*** Trecho fornecido ***

Com esse grito de guerra, como se fosse um salvo-conduto para matar, o policial penal federal bolsonarista Jorge Guaranho invadiu a festa de aniversário de 50 anos do guarda municipal Marcelo Arruda, tesoureiro do PT em Foz do Iguaçu (PR), e o assassinou a tiros na frente da família e de amigos, no último domingo (10). A festa tinha como tema o PT e o ex-presidente Lula. O crime foi o ápice de uma escalada de violência que incluiu, em pouco mais de uma semana, outros episódios preocupantes: em Brasília, um ataque ao carro do juiz que mandou prender o ex-ministro da Educação Milton Ribeiro, acusado de corrupção; em São Paulo, um tiro numa vidraça do prédio do jornal Folha de S.Paulo; no Rio, uma bomba com fezes lançada sobre a multidão no comício do candidato do PT à Presidência, Luiz Inácio Lula da Silva.
A menos de três meses da eleição, o assassinato em Foz do Iguaçu acendeu a luz amarela no horizonte da política nacional. O que esperar do acirramento da violência na campanha? Como será o período entre o pleito e a posse do eleito — sobretudo sendo Lula o escolhido nas urnas? E como esse discurso de ódio, alimentado diariamente pelo presidente Jair Bolsonaro e seus aliados, sobreviverá a uma retomada da Presidência pelo campo democrático? Para refletir sobre essas e outras questões, o Jornal da AdUFRJ ouviu acadêmicos da UFRJ atentos aos lances da cena política brasileira. E deles colheu uma triste constatação: do desgoverno Bolsonaro, durante ainda um bom tempo, o ódio será a nossa herança.
“Acho que a violência vai ser a tônica dessa campanha. A violência política é usual no Brasil em algumas eleições, sobretudo municipais. Mas no âmbito nacional, em eleição presidencial, não havia essa marca. Eu acredito que no pós-eleição nós teremos surtos de violência, e essa violência será um legado do governo Bolsonaro, ela vai se manter no horizonte político por algum tempo. Assim como a violência não política. Quando a gente tem um mandatário que reivindica a violência, a gente vê, por exemplo, o aumento da truculência policial. Você tem um guarda-chuva simbólico para o uso da violência”, avalia a cientista política Mayra Goulart, professora do IFCS e vice-presidente da AdUFRJ.

*** Registros ***

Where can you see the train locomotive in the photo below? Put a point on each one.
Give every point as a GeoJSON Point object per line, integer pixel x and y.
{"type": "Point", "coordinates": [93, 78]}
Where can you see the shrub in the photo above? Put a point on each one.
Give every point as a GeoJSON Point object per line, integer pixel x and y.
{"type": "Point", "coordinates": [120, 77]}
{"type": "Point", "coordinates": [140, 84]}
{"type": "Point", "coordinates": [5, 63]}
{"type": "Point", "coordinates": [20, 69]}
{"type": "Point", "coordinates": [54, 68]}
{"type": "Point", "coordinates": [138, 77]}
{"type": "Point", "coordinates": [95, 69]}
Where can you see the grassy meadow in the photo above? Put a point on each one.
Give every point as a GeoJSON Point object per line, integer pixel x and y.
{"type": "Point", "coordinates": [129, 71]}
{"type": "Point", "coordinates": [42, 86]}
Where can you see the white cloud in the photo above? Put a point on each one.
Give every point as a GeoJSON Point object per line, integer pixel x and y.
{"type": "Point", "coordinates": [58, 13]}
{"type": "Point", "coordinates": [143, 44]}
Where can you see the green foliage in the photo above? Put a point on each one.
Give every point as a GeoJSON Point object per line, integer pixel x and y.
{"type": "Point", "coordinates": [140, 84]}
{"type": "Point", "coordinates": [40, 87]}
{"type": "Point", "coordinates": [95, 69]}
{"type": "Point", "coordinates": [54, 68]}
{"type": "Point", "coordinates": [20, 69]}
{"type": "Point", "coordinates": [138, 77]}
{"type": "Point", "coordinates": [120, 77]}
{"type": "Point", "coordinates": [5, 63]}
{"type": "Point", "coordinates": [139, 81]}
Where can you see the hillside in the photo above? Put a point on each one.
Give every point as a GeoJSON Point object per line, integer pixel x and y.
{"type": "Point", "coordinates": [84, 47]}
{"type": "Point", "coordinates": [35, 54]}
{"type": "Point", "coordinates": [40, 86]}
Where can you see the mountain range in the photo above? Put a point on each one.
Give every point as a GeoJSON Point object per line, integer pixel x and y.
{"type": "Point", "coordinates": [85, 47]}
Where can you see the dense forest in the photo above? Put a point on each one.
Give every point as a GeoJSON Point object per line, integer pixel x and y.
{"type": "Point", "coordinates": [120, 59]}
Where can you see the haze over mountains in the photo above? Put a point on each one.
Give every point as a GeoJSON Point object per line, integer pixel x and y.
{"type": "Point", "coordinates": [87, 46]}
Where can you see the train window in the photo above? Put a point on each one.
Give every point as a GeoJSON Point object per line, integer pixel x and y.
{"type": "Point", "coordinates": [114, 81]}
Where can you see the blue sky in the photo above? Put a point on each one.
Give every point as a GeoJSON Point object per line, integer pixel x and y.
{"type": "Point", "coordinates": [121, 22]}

***

Enunciado: No trecho sobre violência política, qual era o tema da festa de aniversário de Marcelo Arruda?

Resposta: O PT e o ex-presidente Lula.